**GIVEN REQUEST**. Reproduce verbatim the lines of the items below, starting at the line that contains "small square lattice" and stopping after the line that contains "point(195, 189)". Give those lines only.

**MATERIAL FOR THIS TASK**.
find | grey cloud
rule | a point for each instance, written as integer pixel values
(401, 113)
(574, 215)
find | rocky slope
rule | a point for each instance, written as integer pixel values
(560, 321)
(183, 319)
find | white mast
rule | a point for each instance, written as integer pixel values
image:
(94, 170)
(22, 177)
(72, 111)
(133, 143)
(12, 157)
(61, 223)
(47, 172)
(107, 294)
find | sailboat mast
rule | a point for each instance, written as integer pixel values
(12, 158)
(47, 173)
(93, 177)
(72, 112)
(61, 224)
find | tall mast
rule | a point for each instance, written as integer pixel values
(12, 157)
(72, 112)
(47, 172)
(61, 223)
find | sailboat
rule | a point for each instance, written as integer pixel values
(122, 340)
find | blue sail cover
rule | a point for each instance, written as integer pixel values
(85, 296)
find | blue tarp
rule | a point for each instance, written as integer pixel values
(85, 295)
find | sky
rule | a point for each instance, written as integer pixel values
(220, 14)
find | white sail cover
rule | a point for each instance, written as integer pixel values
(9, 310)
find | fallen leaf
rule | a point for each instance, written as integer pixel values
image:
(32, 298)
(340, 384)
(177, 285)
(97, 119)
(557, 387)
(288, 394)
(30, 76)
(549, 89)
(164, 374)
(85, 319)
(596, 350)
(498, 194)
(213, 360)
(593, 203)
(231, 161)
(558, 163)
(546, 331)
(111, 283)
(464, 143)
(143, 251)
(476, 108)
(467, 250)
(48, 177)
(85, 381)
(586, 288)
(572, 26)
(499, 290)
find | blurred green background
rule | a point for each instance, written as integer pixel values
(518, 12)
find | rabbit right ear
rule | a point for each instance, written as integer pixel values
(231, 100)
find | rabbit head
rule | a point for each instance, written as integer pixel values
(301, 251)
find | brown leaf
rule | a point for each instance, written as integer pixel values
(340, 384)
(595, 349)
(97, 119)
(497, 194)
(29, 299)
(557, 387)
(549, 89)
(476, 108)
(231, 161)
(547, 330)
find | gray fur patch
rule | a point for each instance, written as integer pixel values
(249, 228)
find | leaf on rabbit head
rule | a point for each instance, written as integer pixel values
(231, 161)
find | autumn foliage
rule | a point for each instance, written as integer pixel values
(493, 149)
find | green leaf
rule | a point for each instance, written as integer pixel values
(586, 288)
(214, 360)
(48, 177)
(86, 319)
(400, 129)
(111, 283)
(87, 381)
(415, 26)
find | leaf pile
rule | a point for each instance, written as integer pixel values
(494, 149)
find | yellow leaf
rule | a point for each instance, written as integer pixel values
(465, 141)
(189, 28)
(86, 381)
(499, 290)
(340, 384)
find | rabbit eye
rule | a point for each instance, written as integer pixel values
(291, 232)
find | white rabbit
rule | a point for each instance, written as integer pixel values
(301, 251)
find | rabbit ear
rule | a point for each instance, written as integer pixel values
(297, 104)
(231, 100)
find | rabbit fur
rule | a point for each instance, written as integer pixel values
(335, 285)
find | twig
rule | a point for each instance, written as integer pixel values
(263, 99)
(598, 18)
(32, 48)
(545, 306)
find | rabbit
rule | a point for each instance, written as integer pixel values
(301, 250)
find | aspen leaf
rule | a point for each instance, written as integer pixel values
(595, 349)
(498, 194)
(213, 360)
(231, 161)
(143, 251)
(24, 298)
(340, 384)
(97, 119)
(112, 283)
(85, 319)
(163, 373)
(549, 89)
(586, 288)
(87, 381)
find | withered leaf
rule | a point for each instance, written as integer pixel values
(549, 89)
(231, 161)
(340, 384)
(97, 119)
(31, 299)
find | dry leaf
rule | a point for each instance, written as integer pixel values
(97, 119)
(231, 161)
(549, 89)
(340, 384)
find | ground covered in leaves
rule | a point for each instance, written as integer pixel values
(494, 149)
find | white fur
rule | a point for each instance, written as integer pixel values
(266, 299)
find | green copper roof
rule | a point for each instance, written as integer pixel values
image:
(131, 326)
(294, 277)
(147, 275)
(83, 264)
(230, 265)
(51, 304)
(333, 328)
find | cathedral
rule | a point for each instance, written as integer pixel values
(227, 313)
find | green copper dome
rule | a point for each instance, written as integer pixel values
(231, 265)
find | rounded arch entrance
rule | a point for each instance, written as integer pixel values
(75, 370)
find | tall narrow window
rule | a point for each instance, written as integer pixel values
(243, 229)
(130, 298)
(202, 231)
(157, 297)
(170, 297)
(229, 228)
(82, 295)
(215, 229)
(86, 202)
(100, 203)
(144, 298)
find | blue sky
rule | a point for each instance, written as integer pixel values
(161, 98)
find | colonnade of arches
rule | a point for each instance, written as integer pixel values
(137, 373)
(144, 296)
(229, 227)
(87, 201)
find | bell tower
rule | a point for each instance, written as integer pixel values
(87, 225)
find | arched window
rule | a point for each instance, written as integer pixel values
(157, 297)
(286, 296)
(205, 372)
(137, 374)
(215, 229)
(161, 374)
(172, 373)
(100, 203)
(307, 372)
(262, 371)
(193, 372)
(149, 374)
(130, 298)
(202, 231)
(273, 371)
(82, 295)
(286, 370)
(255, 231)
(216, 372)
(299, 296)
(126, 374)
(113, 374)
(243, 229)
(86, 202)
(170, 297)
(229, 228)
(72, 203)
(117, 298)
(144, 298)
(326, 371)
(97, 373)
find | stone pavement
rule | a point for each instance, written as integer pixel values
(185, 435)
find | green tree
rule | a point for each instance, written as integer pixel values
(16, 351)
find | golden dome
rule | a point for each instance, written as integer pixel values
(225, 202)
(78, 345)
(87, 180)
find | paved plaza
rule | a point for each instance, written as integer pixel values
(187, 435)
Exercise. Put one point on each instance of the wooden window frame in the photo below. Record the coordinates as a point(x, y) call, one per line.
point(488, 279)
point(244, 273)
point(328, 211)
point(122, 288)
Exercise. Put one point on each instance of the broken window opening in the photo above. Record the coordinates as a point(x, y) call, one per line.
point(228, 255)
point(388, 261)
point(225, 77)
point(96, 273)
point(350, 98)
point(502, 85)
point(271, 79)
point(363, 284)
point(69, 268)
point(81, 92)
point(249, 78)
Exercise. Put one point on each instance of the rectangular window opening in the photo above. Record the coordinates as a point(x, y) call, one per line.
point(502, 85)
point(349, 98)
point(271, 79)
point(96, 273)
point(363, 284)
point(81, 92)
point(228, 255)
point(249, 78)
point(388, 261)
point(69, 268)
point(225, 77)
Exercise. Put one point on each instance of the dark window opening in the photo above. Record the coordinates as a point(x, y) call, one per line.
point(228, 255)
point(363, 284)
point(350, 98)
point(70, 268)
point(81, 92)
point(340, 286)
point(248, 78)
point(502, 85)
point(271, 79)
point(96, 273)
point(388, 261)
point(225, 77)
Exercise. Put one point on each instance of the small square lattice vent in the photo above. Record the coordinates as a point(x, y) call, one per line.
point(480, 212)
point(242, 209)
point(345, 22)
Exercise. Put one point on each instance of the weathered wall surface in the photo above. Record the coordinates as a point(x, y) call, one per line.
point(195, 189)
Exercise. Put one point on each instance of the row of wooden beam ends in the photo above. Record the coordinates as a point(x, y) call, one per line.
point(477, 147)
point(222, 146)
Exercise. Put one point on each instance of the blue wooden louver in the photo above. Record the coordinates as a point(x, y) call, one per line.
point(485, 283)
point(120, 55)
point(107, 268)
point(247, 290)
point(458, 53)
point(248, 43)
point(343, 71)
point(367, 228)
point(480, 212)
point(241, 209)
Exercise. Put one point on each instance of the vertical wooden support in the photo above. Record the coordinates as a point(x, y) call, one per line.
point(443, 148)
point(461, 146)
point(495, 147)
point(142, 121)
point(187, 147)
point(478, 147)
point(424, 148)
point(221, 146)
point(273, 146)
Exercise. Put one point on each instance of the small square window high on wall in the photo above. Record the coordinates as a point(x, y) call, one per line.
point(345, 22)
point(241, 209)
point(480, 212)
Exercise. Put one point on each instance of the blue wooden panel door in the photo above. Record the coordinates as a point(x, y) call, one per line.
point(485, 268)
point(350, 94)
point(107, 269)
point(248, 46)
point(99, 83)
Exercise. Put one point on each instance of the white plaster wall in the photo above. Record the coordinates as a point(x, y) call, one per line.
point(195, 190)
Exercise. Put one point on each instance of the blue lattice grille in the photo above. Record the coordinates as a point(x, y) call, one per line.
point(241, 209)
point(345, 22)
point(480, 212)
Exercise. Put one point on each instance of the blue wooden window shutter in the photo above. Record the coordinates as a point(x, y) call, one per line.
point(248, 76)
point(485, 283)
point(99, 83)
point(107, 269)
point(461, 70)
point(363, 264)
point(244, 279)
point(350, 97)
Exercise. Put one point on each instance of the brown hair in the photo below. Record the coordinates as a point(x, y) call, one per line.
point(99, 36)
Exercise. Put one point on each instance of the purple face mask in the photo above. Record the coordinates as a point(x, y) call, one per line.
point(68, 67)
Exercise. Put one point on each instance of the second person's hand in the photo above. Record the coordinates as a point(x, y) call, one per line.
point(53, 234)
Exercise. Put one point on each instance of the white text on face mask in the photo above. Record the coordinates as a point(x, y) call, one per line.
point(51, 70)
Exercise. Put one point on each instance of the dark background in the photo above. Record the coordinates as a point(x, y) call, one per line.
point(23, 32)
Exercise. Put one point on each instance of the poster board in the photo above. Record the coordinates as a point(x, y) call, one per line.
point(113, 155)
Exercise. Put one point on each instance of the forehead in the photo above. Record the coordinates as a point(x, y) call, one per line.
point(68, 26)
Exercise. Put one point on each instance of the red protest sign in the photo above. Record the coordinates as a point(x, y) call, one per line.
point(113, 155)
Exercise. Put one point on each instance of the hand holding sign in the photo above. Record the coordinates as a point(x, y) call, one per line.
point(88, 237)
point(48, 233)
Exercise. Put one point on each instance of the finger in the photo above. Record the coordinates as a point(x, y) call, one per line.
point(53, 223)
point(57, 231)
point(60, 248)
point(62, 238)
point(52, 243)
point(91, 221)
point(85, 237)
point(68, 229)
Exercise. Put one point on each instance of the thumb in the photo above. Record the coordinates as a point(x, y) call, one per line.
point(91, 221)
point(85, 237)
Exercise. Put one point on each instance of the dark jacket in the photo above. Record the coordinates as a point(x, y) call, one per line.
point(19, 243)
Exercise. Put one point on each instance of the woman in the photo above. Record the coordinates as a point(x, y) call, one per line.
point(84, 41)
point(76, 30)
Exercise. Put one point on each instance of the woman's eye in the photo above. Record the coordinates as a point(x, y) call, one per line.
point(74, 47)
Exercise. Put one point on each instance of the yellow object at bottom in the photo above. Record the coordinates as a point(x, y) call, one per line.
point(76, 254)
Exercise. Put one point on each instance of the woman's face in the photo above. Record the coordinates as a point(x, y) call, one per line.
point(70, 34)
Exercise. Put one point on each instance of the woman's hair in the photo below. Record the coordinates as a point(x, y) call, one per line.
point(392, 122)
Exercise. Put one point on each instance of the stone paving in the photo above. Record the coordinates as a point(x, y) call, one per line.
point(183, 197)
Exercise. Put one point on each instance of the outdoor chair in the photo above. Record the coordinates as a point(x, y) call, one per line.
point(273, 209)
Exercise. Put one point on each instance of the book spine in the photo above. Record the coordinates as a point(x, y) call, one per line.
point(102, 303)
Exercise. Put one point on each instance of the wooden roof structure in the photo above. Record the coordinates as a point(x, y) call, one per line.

**EXPECTED OUTPUT**.
Exercise. Put one point on each instance of the small square lattice vent in the photo above. Record the coordinates as a point(x, y) call, one per line.
point(480, 212)
point(242, 209)
point(345, 22)
Exercise. Put one point on each instance of the weathered wall surface in the photo above. Record the coordinates as a point(x, y) call, one per line.
point(195, 189)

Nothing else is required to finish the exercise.